Material provided:
════════

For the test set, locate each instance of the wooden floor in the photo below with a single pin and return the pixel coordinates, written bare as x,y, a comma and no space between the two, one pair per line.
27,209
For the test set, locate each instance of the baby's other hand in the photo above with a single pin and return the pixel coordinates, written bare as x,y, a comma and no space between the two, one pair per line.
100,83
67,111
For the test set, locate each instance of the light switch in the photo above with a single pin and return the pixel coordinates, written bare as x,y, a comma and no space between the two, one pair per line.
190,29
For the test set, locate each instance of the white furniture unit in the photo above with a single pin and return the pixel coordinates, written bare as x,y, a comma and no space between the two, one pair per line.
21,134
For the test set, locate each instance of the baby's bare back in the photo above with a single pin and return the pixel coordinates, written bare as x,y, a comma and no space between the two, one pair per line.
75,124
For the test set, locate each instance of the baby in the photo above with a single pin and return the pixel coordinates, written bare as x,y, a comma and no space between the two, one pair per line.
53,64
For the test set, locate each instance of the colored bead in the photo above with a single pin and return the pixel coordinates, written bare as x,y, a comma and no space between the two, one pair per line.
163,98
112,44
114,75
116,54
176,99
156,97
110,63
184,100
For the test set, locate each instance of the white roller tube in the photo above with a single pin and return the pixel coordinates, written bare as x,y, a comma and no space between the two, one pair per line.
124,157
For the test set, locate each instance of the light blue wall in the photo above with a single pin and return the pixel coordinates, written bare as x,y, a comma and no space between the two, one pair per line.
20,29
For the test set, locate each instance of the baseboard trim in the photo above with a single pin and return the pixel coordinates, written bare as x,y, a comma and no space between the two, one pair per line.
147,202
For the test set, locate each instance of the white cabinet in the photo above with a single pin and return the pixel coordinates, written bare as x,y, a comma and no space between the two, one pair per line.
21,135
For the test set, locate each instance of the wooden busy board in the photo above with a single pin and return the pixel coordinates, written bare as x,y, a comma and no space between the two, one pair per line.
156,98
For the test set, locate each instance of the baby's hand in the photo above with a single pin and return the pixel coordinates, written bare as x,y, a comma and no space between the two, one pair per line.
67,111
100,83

════════

Requirement: Reproduce the listing above verbatim, keeping every line in its original order.

Answer to this problem:
For the test set, locate each instance of the wooden floor in the photo below with a single pin and return the pixel coordinates, written bare as x,y, a comma and no space between the two, one pair per line.
27,209
For the test set, locate each instance of the baby's other hand in the photo above with a single pin and return the pixel coordinates, written bare as x,y, a comma and no space between the two, one pair per line.
100,83
67,111
For the test set, locate each instance of the light switch in the photo above with a single pin and return the pixel coordinates, written bare as x,y, a comma and no space between the two, one pair per line.
190,29
For the test set, locate each instance of the white furniture unit in the photo above with a single pin and return the pixel coordinates, written bare as x,y, a comma and no space between the two, one pair per line.
21,134
For the test set, locate each instance of the baby's bare back in the photo above with a single pin and return the pixel coordinates, written bare as x,y, a comma and no space between the two, one pair per line.
75,124
For the test set, locate each instance of the baby in the photo above with a single pin and return the pixel coordinates, written bare as x,y, a comma and no space between the two, one pair per line.
53,64
For the test set, locate each instance of the colored bead in the photo above with a single pin and return the pixel coordinates, written bare as x,y, a comma and no space between the two, one pair per line.
163,98
112,44
114,75
116,54
176,99
156,97
110,63
184,100
For the test set, locate each instance of the white roller tube in the photo above with a single pin and return the pixel coordinates, written bare as x,y, a comma and no space between the two, one pair per line.
124,157
For the test set, locate each instance of the light blue wall in the photo above with a single pin and return the pixel coordinates, written bare as x,y, a comma and no space between the two, one pair per line.
20,29
For the test set, locate each instance of the baseboard trim in the photo above with a single pin and return the pixel coordinates, written bare as x,y, a comma and no space between the two, one pair per line.
147,202
For the test set, locate each instance of the white cabinet in the photo above with a single pin and return the pixel coordinates, written bare as x,y, a comma and no space between the two, one pair per line.
21,135
For the test set, locate each instance of the wooden busy board in the photo above with a single pin and return the pixel coordinates, written bare as x,y, a comma and no space between the two, one pair per line.
156,98
For the test set, locate each instance of the baby's hand in the photo above with a single pin and return the pixel coordinates, written bare as x,y, a comma and no space between the two, one pair per line.
67,111
100,83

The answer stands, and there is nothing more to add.